Every entry below needs to be copied exactly.

Input for this task: Begin

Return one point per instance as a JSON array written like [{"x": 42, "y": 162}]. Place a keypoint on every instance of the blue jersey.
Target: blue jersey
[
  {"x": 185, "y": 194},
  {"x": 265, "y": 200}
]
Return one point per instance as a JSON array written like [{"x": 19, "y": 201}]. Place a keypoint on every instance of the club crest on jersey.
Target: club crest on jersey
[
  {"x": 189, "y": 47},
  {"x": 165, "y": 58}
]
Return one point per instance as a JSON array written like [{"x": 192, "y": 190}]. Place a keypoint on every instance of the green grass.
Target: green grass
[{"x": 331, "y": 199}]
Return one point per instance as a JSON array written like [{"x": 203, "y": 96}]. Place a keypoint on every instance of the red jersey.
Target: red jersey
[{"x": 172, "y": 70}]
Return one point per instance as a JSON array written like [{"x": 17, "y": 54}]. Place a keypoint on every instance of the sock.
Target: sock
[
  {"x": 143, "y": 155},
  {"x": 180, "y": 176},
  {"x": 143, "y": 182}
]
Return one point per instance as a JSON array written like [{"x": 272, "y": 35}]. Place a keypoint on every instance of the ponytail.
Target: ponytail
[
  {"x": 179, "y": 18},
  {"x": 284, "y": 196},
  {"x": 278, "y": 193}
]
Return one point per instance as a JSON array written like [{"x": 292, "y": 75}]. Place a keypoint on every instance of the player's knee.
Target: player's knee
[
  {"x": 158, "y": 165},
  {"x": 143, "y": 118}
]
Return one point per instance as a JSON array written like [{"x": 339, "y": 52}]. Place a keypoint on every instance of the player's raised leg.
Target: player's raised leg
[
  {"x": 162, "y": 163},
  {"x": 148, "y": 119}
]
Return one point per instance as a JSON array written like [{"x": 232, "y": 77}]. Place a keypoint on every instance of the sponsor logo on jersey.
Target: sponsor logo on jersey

Input for this task: End

**Exercise response:**
Return one point per instance as a JSON array written like [{"x": 42, "y": 162}]. Place a keypoint on every instance of the blue jersey.
Target: blue jersey
[
  {"x": 185, "y": 194},
  {"x": 265, "y": 200}
]
Return one point per instance as a JSON array written like [{"x": 19, "y": 201}]. Place a keypoint on every instance of the club crest on jersey.
Target: club crest on jersey
[
  {"x": 189, "y": 47},
  {"x": 165, "y": 58}
]
Return one point per instance as a JSON array written like [{"x": 192, "y": 190}]. Place a keypoint on every instance of the green grass.
Target: green grass
[{"x": 331, "y": 199}]
Return one point per instance as a JSON array written like [{"x": 203, "y": 96}]. Place a keypoint on every instance of the red jersey.
Target: red jersey
[{"x": 172, "y": 70}]
Return one point per instance as a JSON array written like [{"x": 17, "y": 54}]. Place a keypoint on every instance of the sock.
Target: sock
[
  {"x": 143, "y": 155},
  {"x": 180, "y": 176},
  {"x": 143, "y": 182}
]
Return one point per instance as a JSON array written like [{"x": 272, "y": 35}]. Place a keypoint on every instance of the ponytail.
Target: ponytail
[
  {"x": 179, "y": 18},
  {"x": 284, "y": 196},
  {"x": 278, "y": 193}
]
Return one point per instance as a JSON array written like [{"x": 292, "y": 75}]. Place a keypoint on every instance of the player's knee.
Target: player's knee
[
  {"x": 158, "y": 165},
  {"x": 143, "y": 118}
]
Return one point per instance as a JSON array written like [{"x": 339, "y": 52}]. Place a keypoint on every instance of the player's raised leg.
Target: player's raised leg
[
  {"x": 162, "y": 163},
  {"x": 148, "y": 119}
]
Return one point per instance as a JSON array written like [{"x": 232, "y": 77}]. Place a keypoint on every instance of the sponsor logo on jersey.
Target: sponsor logo on jersey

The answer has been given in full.